----- AVAILABLE RECORDS

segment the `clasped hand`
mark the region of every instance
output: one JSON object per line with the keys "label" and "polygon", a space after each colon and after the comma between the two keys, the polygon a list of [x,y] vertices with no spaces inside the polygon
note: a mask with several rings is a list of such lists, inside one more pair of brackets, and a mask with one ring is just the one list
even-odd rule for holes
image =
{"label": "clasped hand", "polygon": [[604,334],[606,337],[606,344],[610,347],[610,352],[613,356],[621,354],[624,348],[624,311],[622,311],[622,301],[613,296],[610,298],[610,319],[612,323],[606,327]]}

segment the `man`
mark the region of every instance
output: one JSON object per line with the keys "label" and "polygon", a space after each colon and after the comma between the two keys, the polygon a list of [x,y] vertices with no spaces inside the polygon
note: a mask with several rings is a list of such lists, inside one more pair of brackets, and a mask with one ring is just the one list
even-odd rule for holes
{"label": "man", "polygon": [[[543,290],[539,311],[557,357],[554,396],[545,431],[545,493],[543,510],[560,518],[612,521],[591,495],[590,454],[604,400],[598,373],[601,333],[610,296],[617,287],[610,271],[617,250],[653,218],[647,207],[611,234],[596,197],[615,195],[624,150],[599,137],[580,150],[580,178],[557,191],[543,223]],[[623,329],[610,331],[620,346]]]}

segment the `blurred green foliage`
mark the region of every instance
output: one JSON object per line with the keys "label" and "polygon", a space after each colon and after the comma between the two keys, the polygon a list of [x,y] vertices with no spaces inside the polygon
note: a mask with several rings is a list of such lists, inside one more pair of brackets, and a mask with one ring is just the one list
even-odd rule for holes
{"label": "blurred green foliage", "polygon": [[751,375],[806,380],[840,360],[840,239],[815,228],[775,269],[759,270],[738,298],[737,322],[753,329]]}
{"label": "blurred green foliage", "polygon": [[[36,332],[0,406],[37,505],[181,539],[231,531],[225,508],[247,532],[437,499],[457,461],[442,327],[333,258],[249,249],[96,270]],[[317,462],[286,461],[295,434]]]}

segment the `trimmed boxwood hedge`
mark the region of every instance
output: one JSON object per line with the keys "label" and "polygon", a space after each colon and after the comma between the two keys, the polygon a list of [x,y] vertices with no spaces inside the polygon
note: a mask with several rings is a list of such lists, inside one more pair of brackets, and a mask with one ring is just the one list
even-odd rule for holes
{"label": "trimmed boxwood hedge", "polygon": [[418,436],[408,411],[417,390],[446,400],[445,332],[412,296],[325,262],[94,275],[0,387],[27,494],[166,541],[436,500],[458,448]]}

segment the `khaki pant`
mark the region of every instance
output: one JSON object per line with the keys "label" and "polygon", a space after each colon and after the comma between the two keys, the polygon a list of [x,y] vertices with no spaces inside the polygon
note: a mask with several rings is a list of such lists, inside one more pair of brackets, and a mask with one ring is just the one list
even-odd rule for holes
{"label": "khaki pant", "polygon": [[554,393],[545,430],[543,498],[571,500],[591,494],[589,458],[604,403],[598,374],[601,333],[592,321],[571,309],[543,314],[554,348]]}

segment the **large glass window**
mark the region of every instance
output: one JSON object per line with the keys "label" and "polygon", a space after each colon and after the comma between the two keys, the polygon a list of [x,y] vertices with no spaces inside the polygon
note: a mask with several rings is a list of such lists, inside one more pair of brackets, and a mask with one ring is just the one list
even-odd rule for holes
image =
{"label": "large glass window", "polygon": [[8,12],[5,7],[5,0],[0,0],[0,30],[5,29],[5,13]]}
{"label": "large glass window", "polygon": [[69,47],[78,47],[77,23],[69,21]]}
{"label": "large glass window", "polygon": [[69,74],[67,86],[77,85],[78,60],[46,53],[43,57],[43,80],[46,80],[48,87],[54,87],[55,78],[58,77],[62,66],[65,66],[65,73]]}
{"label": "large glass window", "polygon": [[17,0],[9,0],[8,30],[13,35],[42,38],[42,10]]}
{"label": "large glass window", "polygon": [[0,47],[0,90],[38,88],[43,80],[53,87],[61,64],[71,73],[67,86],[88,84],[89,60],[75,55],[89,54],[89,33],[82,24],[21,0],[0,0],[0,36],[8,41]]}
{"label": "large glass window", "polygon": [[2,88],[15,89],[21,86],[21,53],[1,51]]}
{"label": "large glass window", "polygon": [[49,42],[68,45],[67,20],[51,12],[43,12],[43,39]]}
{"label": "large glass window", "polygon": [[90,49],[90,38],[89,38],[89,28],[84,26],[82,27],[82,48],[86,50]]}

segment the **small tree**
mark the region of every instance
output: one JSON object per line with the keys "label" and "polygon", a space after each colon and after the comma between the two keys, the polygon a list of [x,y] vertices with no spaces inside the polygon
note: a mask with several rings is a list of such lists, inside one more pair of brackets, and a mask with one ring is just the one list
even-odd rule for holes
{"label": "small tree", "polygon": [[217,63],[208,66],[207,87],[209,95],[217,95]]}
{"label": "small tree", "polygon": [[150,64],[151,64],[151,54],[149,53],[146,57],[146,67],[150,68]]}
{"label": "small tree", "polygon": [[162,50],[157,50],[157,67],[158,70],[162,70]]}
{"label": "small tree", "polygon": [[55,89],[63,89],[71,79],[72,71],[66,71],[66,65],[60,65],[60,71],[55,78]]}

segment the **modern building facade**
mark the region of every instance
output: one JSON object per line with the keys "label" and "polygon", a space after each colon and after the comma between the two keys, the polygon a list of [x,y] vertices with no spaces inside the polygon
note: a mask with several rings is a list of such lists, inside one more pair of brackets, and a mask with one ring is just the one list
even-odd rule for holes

----------

Can you rewrite all the items above, replacing "every instance" with "all instances" and leaving everything else unchanged?

▸ **WORKED ANSWER**
segment the `clasped hand`
mark the region of all instances
output: one JSON object per line with the keys "label" and "polygon", a space after each colon and after the comma between the two keys, the polygon a list of [x,y] vertices with no spaces inside the polygon
note: a mask with several rings is a list of such lists, inside one more pair of brackets, and a mask with one ring is just the one list
even-odd rule for holes
image =
{"label": "clasped hand", "polygon": [[604,334],[606,337],[606,344],[610,347],[610,352],[613,356],[621,354],[624,348],[624,311],[622,311],[622,301],[613,296],[610,298],[610,319],[612,323],[606,327]]}

segment the `man`
mark the region of all instances
output: one JSON object per line with the keys "label" and "polygon", a space after each colon and after the comma between the two keys, the polygon a list of [x,y] vertices with no spaces inside the polygon
note: a mask with several rings is a list of such lists, inside one more pair of brackets, and a mask with one ring is just the one list
even-odd rule for holes
{"label": "man", "polygon": [[[543,290],[539,311],[557,357],[554,396],[545,431],[545,493],[543,510],[560,518],[612,521],[591,495],[590,454],[604,400],[598,373],[601,333],[610,296],[617,287],[610,271],[617,250],[653,218],[647,207],[611,234],[596,197],[615,195],[624,150],[599,137],[580,150],[580,178],[557,191],[543,223]],[[623,329],[610,331],[620,346]]]}

segment the `blurred green foliage`
mark the region of all instances
output: one JSON object per line with the keys "label" and "polygon", a space after each colon and after the comma between the two keys, the polygon a list of [x,y] vertices with no spaces inside the polygon
note: a mask with several rings is a list of such lists, inside one more pair of brackets, and a mask with one ring is just the one list
even-odd rule for holes
{"label": "blurred green foliage", "polygon": [[751,375],[806,380],[840,360],[840,239],[815,228],[775,269],[759,270],[738,298],[737,322],[753,329]]}
{"label": "blurred green foliage", "polygon": [[[36,332],[0,406],[37,505],[181,539],[231,531],[225,508],[247,532],[437,499],[457,461],[442,327],[333,258],[249,249],[96,270]],[[317,462],[286,461],[295,434]]]}

segment the `trimmed boxwood hedge`
mark the region of all instances
output: one JSON object per line with the keys "label" and "polygon", a space after each colon and after the comma between the two keys, the polygon a list of [x,y] vertices with no spaces inside the polygon
note: a mask with several rings is a list of such lists, inside one more pair of brackets, and a mask with one ring is just the one list
even-odd rule for holes
{"label": "trimmed boxwood hedge", "polygon": [[418,436],[408,411],[417,390],[446,400],[445,332],[412,296],[325,262],[94,275],[0,387],[27,494],[166,541],[436,500],[458,448]]}

segment the `khaki pant`
mark the region of all instances
output: one JSON object per line with the keys "label" and "polygon", a space after each colon and after the comma between the two keys, the polygon a list of [x,y] vertices with no spaces inside the polygon
note: a mask with several rings is a list of such lists, inside one more pair of brackets, and a mask with one ring is just the one list
even-odd rule for holes
{"label": "khaki pant", "polygon": [[554,393],[545,430],[543,498],[571,500],[591,494],[589,458],[604,403],[598,374],[601,333],[592,321],[571,309],[543,314],[554,348]]}

segment the **large glass window**
mark the region of all instances
output: one JSON object per line with the keys "label" and "polygon", a space after each colon and after the comma between the two keys, the polygon a list of [x,y] vertices with no spaces inside the polygon
note: a mask with several rings is a list of such lists, inside one more pair of brackets, and a mask with one ring is just the one list
even-odd rule for holes
image =
{"label": "large glass window", "polygon": [[8,12],[5,7],[5,0],[0,0],[0,30],[5,29],[5,13]]}
{"label": "large glass window", "polygon": [[69,47],[78,47],[77,23],[69,21]]}
{"label": "large glass window", "polygon": [[69,74],[67,86],[77,85],[78,60],[46,53],[43,57],[43,80],[46,80],[48,87],[54,87],[55,78],[58,77],[62,66],[65,66],[65,73]]}
{"label": "large glass window", "polygon": [[17,0],[9,0],[8,30],[13,35],[42,38],[42,10]]}
{"label": "large glass window", "polygon": [[0,47],[0,90],[38,88],[43,80],[53,87],[61,64],[71,73],[67,86],[88,84],[89,60],[75,55],[89,54],[89,33],[82,24],[21,0],[0,0],[0,36],[8,41]]}
{"label": "large glass window", "polygon": [[2,88],[15,89],[21,86],[21,53],[1,51]]}
{"label": "large glass window", "polygon": [[49,42],[68,45],[67,20],[51,12],[43,12],[43,39]]}
{"label": "large glass window", "polygon": [[90,49],[90,38],[89,38],[89,28],[84,26],[82,27],[82,48],[86,50]]}

segment the **small tree**
mark the region of all instances
output: one JSON object per line with the keys "label" and "polygon", a space after each colon and after the comma between the two keys, the polygon a list of [x,y] vertices with no spaces inside the polygon
note: a mask with several rings is a list of such lists, inside one more pair of brackets, and a mask with one ring is just the one list
even-odd rule for holes
{"label": "small tree", "polygon": [[217,63],[208,66],[207,87],[209,95],[217,95]]}
{"label": "small tree", "polygon": [[150,64],[151,64],[151,54],[149,53],[146,57],[146,67],[150,68]]}
{"label": "small tree", "polygon": [[162,50],[157,50],[157,67],[158,70],[162,70]]}
{"label": "small tree", "polygon": [[55,89],[63,89],[71,79],[72,71],[66,71],[66,65],[60,65],[60,71],[55,78]]}

segment the **modern building facade**
mark the region of all instances
output: one JSON object per line with the keys "label" and "polygon", a space after each colon and after the comma between the two keys, the polygon a list of [x,y] vertices with no spaces inside the polygon
note: a mask with several rings is a list of such lists, inside one more pair of brackets, and a mask with one ring is just the one list
even-odd rule for holes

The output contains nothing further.